Exercise prompt: Scale the coordinates in the answers of all the rows below by 0.7 and round each to a whole number, with halves rounded up. Rewrite every line, requests included, leave the numbers in the requests and their format sample unchanged, and omit the pictures.

····················

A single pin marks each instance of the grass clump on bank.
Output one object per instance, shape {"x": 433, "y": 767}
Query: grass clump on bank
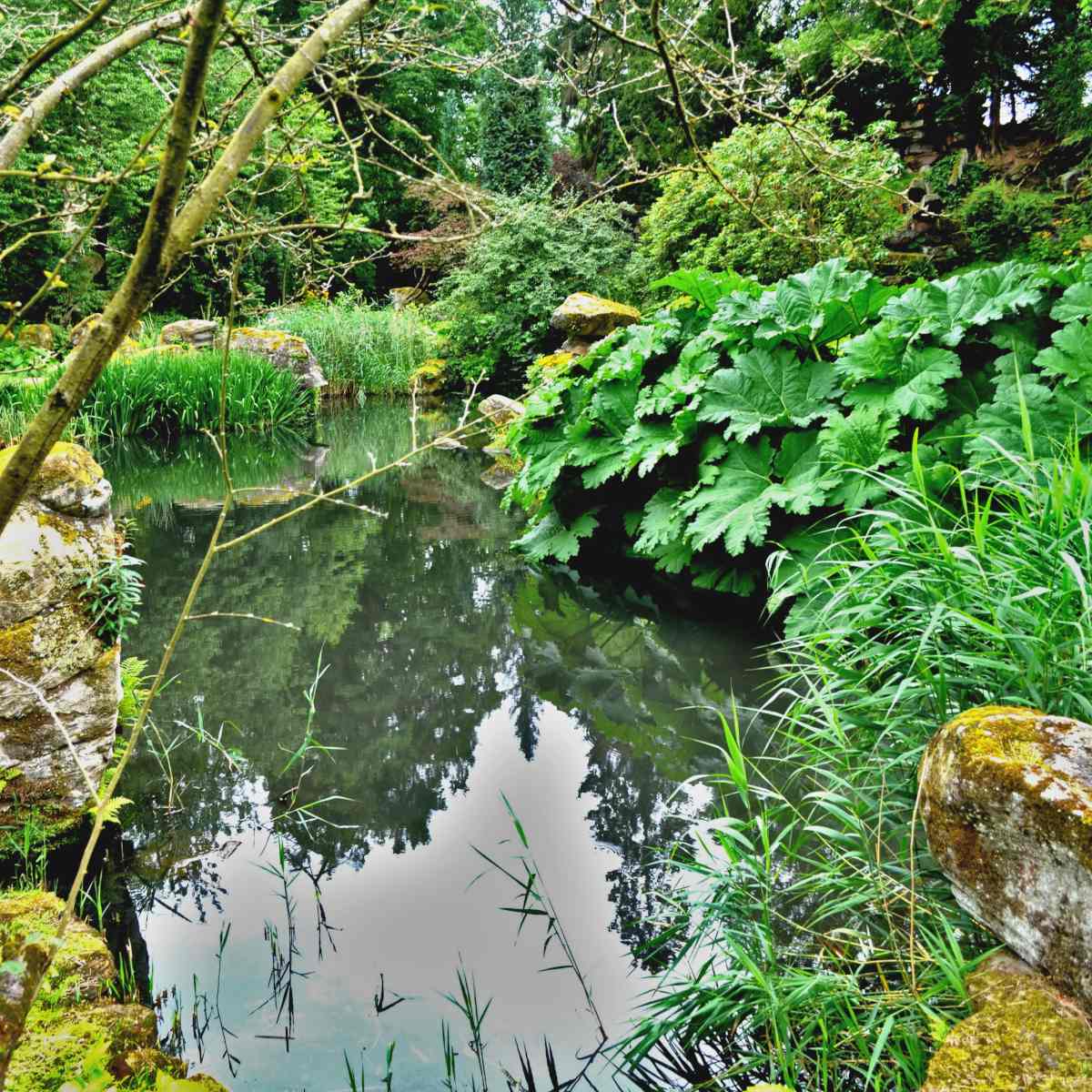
{"x": 814, "y": 940}
{"x": 169, "y": 392}
{"x": 360, "y": 349}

····················

Response to this task:
A single pin marks each instance of the grass clump on bank.
Output one object per instance, shape {"x": 433, "y": 767}
Query: grass clump on bank
{"x": 570, "y": 658}
{"x": 118, "y": 274}
{"x": 252, "y": 244}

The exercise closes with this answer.